WHAT THIS EXERCISE ASKS
1 > In the page on the Discworld novel The Truth below, which book follows it in the series?
2 > Shorten the paragraph beginning "The book features the coming" in the page on the novel The Truth below, keeping its main facts.
3 > Carry the page on the Discworld novel The Truth below onward from its last sentence.

The Truth
- First edition
- Author: Terry Pratchett
- Cover artist: Josh Kirby
- Language: English
- Series: Discworld; 25th novel – 4th individual story;
- Subject: Newspaper journalism, Watergate; Characters:; William de Worde; Locations:; Ankh-Morpork;
- Genre: Fantasy
- Publisher: Doubleday
- Publication date: 2000
- Awards: Came 193rd in The Big Read.
- ISBN: 0-385-60102-6
- Preceded by: The Fifth Elephant
- Followed by: Thief of Time

= The Truth (novel) =

2000 Discworld novel by Terry Pratchett

The Truth is a fantasy novel by the British writer Terry Pratchett, the 25th book in his Discworld series, published in 2000.

The book features the coming of movable type to Ankh-Morpork, and the founding of the Discworld's first newspaper by William de Worde, as he invents investigative journalism with the help of his reporter Sacharissa Cripslock. The two investigate the charges of embezzlement and attempted murder against Havelock Vetinari, and help to vindicate him.

MATERIAL
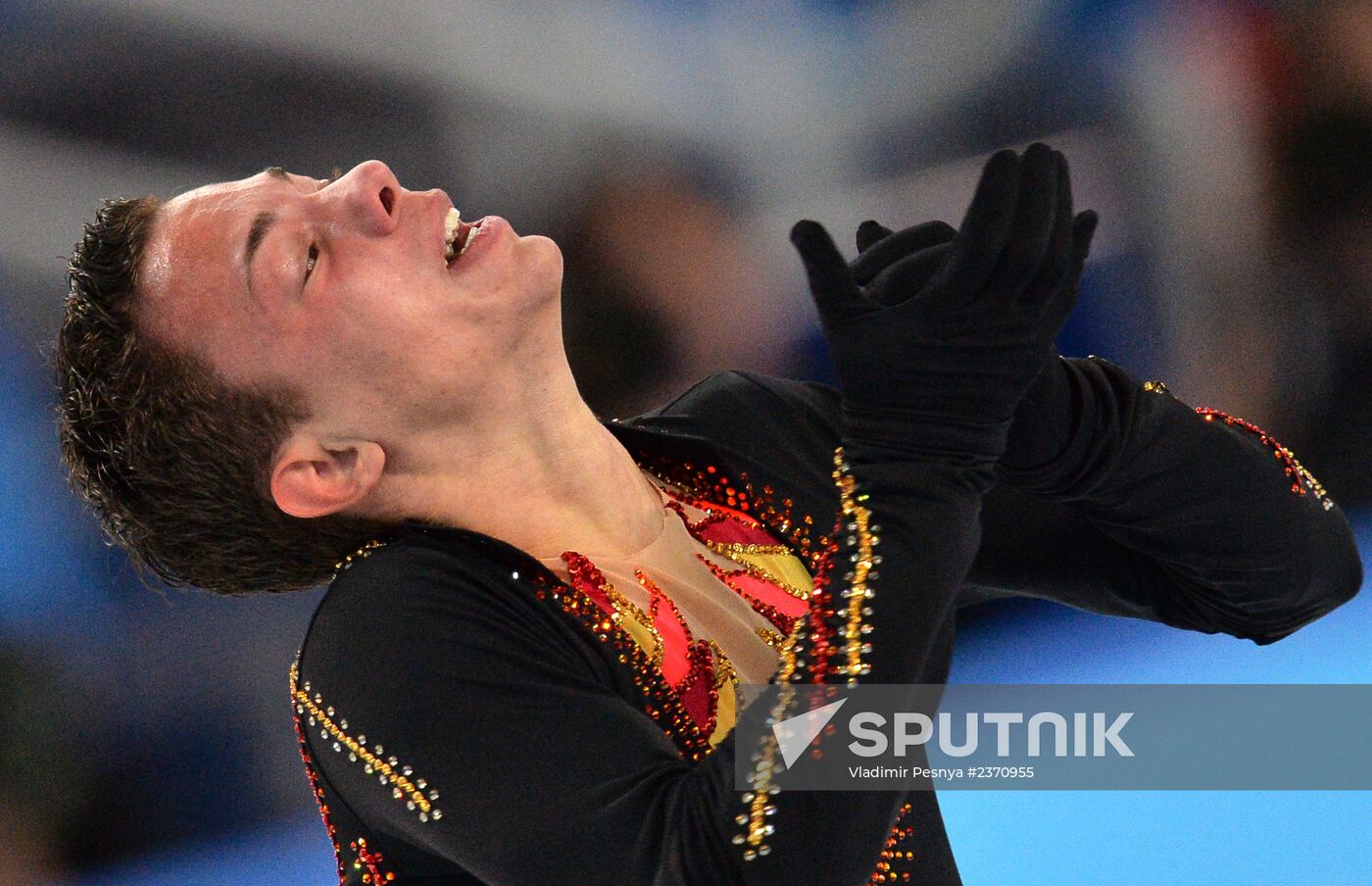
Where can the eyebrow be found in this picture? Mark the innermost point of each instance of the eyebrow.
(257, 232)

RESPONSES FOR EACH TASK
1 > Thief of Time.

2 > Movable type reaches Ankh-Morpork, and William de Worde founds the Discworld's first newspaper. Working with his reporter Sacharissa Cripslock, he invents investigative journalism. Together they look into the embezzlement and attempted-murder charges against Havelock Vetinari and help clear him.

3 >
The Ankh-Morpork City Watch characters also appear in this novel, but have limited roles and are seen mainly from de Worde's perspective. C.M.O.T. Dibbler also makes an appearance.

==Plot==
William de Worde, black sheep of an influential Ankh-Morpork family, scrapes out a living as a scribe producing stock letters-to-home and a gossipy newsletter for foreign notables. After a team of dwarves arrive in Ankh-Morpork to start a printing business using moveable type, De Worde and the dwarves establish The Ankh-Morpork Times, later employing Sacharissa Cripslock and Otto, a black-ribbon vampire and iconographer. The Guild of Engravers aim to halt the 'non-guild' activities of the Times by cutting off their paper supplies and establishing The Ankh-Morpork Inquirer, a loss-making tabloid filled with fabricated stories.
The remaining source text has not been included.